## Selected excerpt

In 2019, a committee made up of both internal and community representatives was charged to review and articulate JHSON’s teaching and learning philosophy of inclusive excellence. The committee worked to assess and address biases, measure bias impact on the school, examine teaching and learning practices, and create DEI teaching and learning resources.

We saw what was missing and we’re fixing it. Through the Teaching and Learning as a Pathway to Diversity, Equity, and Inclusion initiative, a number of new key cultural competency areas have been integrated throughout our curriculum: community health, cultural diversity, LGBTQ health issues, global health, interprofessional studies, minority health issues, women’s health issues, religious beliefs affecting healthcare, and linguistic diversity.

To more deeply integrate diversity into JHSON’s delivery of nursing education, it infused CAST’s (2011) Universal Design for Learning (UDL) Guidelines into its curriculum. The UDL Guidelines advocate for an inclusive instructional approach by “minimiz[ing] barriers and maximiz[ing] learning for all students,” with the phrase “all students” referring to a diverse learning population with multiple needs and preferences.

This committee continues its work to expand the inclusive reach of our teaching and learning environment and practices. If you are interested in joining this important work, please reach out to JHSON Academic Affairs.

Teaching Inclusion

Following successful deployment of Safe Zone trainings at JHSON over the years, students across all programs started requesting that faculty integrate clinical topics specific to LGBTQ health and sexual health disparities into existing courses. In response to these requests, Athena Sherman, a Ronald E. McNair Scholar, Robert Wood Johnson Foundation Future of Nursing Scholar, Nurse Faculty Fellow Scholar, and then a newly minted School of Nursing PhD, sought to address the gap in LGBTQI-specific nursing content through assessing areas in the MSN (Entry into Nursing) program, as well as in the DNP Advanced Practice tracks for areas in which LGBTQI content could be integrated.

## Try it
Carry on the passage about inclusive teaching at JHSON, picking up after its final sentence. The listing that comes next is separate material with no connection to the passage.

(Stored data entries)
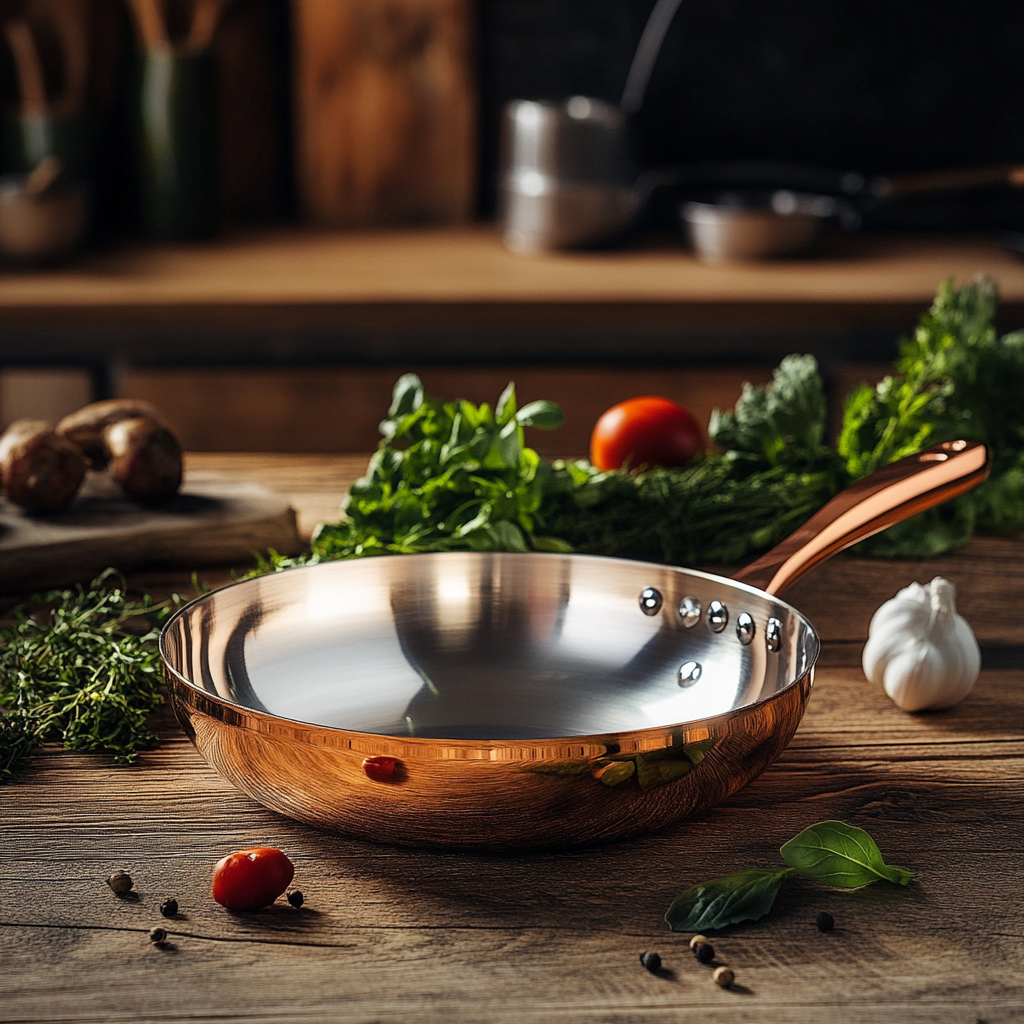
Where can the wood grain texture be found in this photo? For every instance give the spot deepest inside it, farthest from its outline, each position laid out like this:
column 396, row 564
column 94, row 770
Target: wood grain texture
column 391, row 934
column 385, row 111
column 210, row 521
column 470, row 265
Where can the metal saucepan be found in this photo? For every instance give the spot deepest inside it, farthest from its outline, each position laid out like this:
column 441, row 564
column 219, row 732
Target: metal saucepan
column 517, row 700
column 747, row 218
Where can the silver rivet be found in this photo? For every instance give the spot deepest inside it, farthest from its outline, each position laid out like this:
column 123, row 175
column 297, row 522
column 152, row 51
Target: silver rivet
column 718, row 616
column 689, row 673
column 650, row 601
column 689, row 611
column 744, row 628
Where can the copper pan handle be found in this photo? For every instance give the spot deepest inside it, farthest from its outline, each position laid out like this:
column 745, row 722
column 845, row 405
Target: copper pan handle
column 899, row 491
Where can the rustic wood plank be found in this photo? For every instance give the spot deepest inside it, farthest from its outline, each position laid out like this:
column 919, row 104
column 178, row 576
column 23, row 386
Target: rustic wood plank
column 385, row 111
column 210, row 521
column 394, row 934
column 467, row 265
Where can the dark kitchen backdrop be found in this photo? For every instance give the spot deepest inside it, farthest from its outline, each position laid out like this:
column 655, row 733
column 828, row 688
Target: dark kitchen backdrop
column 869, row 85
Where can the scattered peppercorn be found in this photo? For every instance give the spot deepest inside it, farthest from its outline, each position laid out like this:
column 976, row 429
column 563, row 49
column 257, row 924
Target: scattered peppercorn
column 705, row 952
column 120, row 882
column 652, row 962
column 723, row 977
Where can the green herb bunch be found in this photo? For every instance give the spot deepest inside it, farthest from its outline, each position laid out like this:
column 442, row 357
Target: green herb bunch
column 80, row 667
column 955, row 377
column 457, row 476
column 448, row 476
column 773, row 475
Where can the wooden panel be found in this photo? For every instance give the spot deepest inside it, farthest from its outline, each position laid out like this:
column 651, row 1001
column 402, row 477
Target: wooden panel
column 337, row 410
column 385, row 115
column 391, row 934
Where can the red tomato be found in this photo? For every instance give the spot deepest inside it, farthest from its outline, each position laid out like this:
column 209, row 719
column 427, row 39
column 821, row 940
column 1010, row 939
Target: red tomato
column 645, row 431
column 251, row 879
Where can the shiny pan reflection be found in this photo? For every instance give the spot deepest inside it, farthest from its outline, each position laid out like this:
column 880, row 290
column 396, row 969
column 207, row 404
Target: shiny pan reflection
column 528, row 699
column 498, row 700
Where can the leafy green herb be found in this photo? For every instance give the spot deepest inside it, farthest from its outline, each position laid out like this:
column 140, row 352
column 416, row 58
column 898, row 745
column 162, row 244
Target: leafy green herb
column 832, row 852
column 457, row 476
column 840, row 855
column 448, row 476
column 955, row 377
column 747, row 896
column 81, row 667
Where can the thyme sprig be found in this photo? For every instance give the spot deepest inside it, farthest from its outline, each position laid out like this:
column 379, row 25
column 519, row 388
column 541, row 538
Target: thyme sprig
column 81, row 667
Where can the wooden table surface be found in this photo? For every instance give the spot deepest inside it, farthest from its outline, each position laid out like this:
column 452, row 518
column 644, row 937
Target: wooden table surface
column 394, row 935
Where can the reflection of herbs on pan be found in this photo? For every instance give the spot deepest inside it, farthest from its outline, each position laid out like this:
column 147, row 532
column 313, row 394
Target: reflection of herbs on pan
column 651, row 769
column 81, row 667
column 830, row 852
column 457, row 476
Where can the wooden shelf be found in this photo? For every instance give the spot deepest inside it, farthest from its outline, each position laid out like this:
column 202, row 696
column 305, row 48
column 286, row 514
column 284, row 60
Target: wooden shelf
column 470, row 265
column 278, row 295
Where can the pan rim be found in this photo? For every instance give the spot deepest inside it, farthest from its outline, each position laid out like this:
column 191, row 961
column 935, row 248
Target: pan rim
column 637, row 740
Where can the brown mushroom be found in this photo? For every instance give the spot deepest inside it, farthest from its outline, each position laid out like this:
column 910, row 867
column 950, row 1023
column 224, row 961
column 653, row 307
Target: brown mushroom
column 85, row 428
column 144, row 458
column 40, row 470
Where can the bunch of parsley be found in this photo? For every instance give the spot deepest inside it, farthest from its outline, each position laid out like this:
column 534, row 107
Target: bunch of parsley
column 448, row 476
column 955, row 377
column 774, row 474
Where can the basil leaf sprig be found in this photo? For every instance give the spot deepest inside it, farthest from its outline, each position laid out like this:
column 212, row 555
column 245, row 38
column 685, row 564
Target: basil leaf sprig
column 832, row 852
column 448, row 476
column 840, row 855
column 744, row 896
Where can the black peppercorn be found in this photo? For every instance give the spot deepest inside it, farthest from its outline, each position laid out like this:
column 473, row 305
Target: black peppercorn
column 705, row 952
column 723, row 977
column 652, row 962
column 120, row 882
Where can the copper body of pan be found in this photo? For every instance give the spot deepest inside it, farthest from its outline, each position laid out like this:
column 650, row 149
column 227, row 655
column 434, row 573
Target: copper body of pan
column 500, row 700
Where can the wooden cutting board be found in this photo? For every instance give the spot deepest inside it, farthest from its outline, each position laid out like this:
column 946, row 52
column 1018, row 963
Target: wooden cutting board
column 212, row 521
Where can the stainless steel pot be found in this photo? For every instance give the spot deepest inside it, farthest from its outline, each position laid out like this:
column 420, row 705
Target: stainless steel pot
column 498, row 700
column 567, row 179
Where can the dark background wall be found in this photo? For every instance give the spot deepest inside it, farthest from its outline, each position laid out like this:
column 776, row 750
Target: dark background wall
column 872, row 85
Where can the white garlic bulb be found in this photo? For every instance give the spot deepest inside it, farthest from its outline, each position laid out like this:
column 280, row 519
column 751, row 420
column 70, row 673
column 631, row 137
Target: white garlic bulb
column 921, row 650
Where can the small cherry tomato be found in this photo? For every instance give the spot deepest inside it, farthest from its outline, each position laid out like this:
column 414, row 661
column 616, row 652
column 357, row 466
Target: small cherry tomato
column 251, row 879
column 645, row 431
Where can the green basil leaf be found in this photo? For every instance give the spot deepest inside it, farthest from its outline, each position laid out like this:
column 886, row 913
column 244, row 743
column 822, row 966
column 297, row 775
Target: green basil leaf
column 543, row 415
column 747, row 896
column 840, row 855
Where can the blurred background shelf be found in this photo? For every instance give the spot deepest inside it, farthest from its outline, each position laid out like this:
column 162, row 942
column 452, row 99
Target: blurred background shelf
column 290, row 340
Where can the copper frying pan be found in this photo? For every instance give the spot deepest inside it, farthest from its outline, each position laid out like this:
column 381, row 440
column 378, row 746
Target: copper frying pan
column 500, row 700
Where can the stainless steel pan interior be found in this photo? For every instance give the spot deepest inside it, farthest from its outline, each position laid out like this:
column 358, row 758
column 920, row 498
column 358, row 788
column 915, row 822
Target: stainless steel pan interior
column 516, row 699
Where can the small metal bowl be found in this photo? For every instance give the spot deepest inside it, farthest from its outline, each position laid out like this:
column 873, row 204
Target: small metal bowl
column 41, row 227
column 737, row 226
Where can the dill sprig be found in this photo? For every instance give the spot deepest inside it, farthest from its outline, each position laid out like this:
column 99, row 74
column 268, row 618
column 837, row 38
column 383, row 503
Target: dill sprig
column 81, row 667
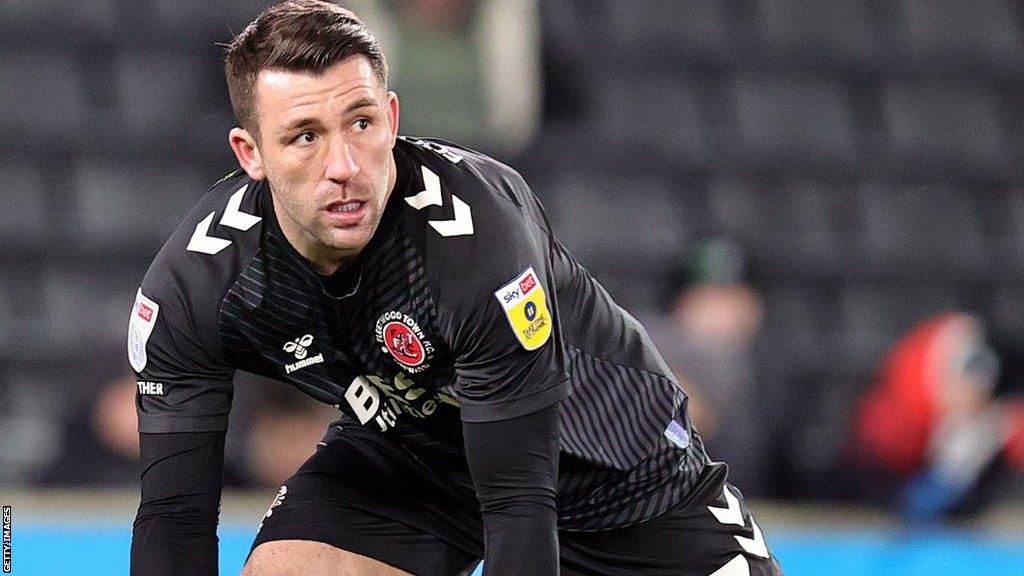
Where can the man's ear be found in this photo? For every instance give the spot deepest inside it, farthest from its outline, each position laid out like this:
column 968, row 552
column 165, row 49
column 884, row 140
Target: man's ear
column 244, row 146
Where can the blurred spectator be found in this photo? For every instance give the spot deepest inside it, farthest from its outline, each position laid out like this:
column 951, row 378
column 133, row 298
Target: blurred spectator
column 99, row 445
column 472, row 65
column 931, row 432
column 709, row 338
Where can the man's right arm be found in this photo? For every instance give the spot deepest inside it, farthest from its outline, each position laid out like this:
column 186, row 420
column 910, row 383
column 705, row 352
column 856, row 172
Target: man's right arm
column 176, row 528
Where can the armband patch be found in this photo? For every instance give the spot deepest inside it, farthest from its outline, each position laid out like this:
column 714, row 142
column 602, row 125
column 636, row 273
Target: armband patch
column 143, row 318
column 525, row 306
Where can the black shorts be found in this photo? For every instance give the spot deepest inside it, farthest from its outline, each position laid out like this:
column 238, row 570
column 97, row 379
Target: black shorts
column 365, row 493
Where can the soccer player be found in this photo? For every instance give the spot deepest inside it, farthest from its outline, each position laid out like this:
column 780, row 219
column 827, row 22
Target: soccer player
column 495, row 402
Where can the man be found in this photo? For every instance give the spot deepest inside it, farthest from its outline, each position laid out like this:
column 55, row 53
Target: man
column 496, row 403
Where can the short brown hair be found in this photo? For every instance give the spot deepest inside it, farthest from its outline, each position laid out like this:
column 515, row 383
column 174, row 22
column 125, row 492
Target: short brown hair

## Answer below
Dr. Sherman, who uses the pronouns xe/they/she, convened a task force of interested faculty, staff, and students, to solicit support and ideas for specific content and best placement for content integration. As part of the Nurse Faculty Fellow Scholar award, Dr. Sherman (today an assistant professor at the Emory School of Nursing) worked with JHSON faculty and associate dean for diversity, equity and inclusion to integrate this important content into the MSN (Entry into Nursing) and DNP Advanced Practice Programs. Outcomes from this initiative include the development and deployment of an LGBTQI patient case study for the Chronic Health Alterations course; the compilation of LGBTQI health resources that were forwarded to the university-wide LGBTQ Life department and an abstract on the curriculum integration was accepted for a poster presentation at the 6th National LGBTQ Health Conference.